## ページ:
昨年、現役を引退したダミアーノ・クネゴ氏。言わずと知れた、2004年ジロ・デ・イタリアのチャンピオンである。クネゴ氏は現在トレーナーとして、選手時代に培った経験を生かし、個人の「目指すべき目標」を叶えていきたいという。日本人選手が強くなる方法についても聞いた。

「すべての扉が開いた」ジロ総合優勝

Q:プロ生活の中で印象に残っている勝利は?

クネゴ:ジロ・デ・イタリア(以下、ジロ)の優勝は言うまでもないですが、ジロ・ディ・ロンバルディア(以下、ロンバルディア)での3度の優勝も忘れられません。ジロに関しては、まず信じられない勝利。勝つということを想定していませんでしたからね。ジロに出る前に走ったレースで勝って、調子がいいとは思ってましたが、総合優勝という成果になるとは思いませんでした。そもそも、チームはキャプテンのジルベルト・シモー二を中心にチームが編成されてましたから。結局、あの年はシモーニではなく、僕の方が強かったということです。よく当時の新聞を読んでいた人には、僕とシモーネの不仲説を言う人がいますが、本当はすごく仲が良いんです。彼は私にとって大きなライバルと言う存在。チームが変わっても良きライバルで、お互いに高め合って良い関係が築けたと思います。話し合うことで解決することもあるということです。

Q:日本人からすると、イタリア人がジロで優勝することの意味が、深いところではわからない部分があります。どれほど大きな意味があるのでしょう。

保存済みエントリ
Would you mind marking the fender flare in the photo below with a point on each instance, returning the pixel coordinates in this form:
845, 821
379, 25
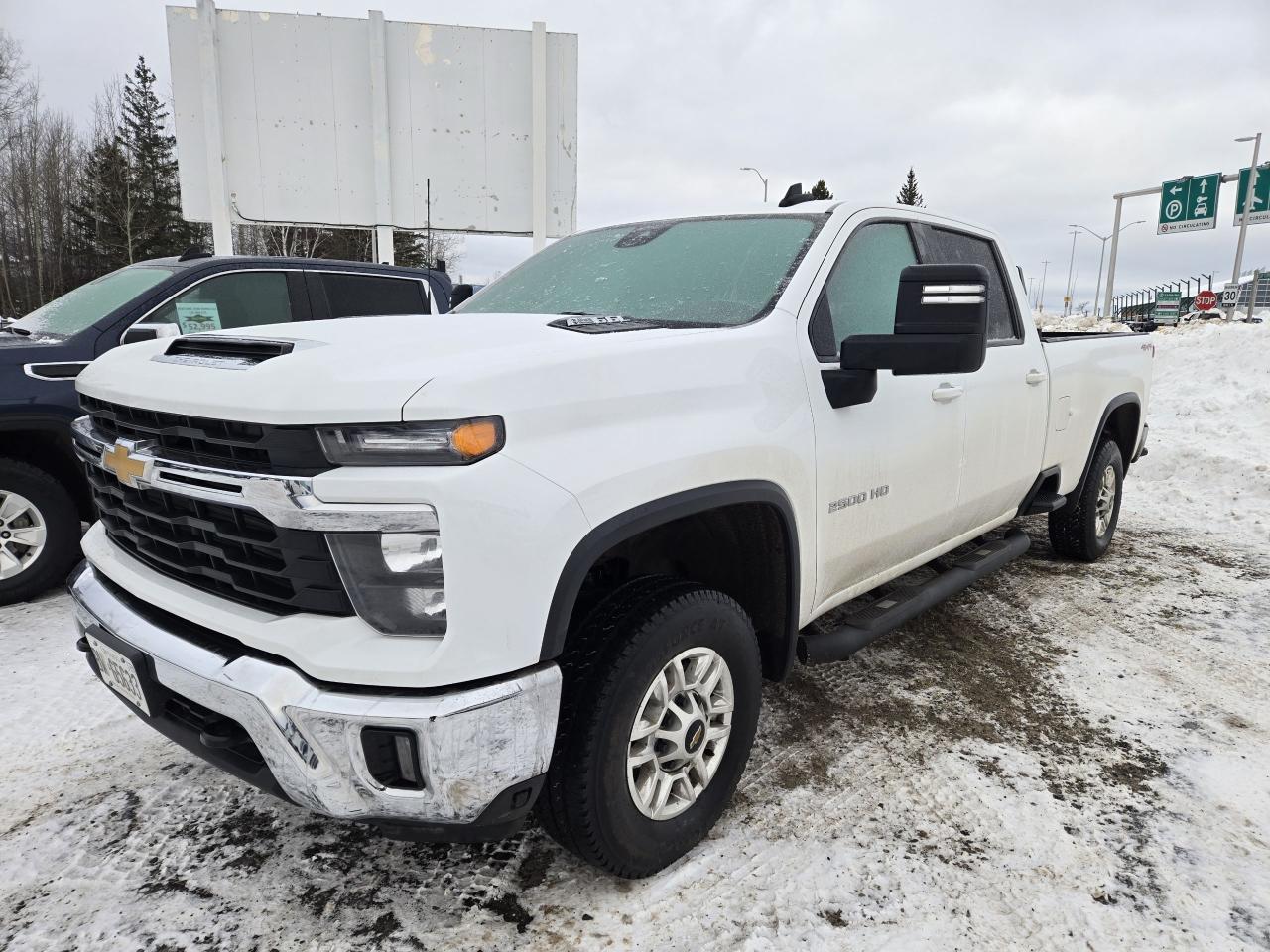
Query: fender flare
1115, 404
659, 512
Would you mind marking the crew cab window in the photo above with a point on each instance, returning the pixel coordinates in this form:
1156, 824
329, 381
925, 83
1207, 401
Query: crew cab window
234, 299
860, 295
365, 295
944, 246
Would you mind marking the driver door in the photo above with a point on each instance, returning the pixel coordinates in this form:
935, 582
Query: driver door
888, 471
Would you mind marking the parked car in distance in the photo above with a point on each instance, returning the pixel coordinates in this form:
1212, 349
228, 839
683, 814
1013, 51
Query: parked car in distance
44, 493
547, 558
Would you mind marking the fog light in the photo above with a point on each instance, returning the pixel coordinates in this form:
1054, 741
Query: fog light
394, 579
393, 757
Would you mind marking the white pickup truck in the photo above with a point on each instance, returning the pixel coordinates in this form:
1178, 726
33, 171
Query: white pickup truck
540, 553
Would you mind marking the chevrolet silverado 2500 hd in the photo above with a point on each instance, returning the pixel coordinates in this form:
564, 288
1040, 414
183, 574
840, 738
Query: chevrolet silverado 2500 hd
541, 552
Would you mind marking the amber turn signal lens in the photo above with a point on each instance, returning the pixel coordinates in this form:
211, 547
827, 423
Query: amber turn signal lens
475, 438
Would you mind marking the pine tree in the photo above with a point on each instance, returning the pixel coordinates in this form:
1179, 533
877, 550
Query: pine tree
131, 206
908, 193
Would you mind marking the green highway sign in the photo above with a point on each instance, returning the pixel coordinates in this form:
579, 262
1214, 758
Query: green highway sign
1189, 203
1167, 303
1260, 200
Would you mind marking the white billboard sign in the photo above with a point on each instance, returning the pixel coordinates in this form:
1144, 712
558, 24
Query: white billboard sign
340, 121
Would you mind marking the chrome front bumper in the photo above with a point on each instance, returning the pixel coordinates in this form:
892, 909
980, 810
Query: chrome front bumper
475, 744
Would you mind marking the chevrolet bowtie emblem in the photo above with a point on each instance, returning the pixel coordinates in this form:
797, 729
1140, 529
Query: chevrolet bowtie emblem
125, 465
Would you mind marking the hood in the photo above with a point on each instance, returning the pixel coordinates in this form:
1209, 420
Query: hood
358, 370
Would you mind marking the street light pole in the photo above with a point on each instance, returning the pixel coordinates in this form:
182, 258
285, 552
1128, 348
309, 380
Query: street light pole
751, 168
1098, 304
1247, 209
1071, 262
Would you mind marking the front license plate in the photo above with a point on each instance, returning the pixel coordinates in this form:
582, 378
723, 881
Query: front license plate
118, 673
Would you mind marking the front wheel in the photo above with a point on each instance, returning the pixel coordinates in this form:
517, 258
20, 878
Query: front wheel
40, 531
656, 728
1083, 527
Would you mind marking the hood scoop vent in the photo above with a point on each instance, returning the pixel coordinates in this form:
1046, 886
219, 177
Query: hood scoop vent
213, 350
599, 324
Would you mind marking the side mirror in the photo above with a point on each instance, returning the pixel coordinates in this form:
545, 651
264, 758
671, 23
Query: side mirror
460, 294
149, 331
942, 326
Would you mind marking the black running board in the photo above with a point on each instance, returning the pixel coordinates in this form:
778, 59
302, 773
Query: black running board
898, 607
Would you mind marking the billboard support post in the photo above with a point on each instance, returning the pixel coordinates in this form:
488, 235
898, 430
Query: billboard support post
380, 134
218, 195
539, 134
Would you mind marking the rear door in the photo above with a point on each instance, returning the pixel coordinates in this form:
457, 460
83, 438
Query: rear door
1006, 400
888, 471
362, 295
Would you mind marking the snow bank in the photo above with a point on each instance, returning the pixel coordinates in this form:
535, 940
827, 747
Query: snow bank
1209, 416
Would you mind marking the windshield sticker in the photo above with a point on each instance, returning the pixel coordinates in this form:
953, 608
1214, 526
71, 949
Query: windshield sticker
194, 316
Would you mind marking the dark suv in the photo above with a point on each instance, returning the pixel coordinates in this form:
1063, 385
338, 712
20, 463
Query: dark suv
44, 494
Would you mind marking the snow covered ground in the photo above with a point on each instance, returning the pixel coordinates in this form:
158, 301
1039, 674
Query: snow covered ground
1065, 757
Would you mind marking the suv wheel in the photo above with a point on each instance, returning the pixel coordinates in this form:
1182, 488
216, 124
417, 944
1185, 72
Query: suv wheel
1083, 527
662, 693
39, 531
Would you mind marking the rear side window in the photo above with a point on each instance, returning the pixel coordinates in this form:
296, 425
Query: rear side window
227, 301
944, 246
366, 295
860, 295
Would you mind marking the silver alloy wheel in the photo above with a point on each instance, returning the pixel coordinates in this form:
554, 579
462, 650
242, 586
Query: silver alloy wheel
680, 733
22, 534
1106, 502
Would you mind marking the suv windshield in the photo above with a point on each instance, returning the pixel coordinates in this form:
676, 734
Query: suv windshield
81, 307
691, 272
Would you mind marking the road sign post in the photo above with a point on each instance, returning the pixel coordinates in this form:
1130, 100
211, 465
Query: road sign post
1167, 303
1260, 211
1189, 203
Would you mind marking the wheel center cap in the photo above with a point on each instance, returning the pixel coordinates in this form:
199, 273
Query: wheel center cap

## 課題一覧:
[A] クネゴ氏のインタビューで、同氏がジロ・ディ・ロンバルディアで優勝したのは何度か。
[B] クネゴ氏のインタビューから、「結局、あの年はシモーニではなく、僕の方が強かったということです。」という文を英語に訳せ。

## 問題の解答:
[A] 3度。

[B] In the end, it means that in that year I was the stronger one, not Simoni.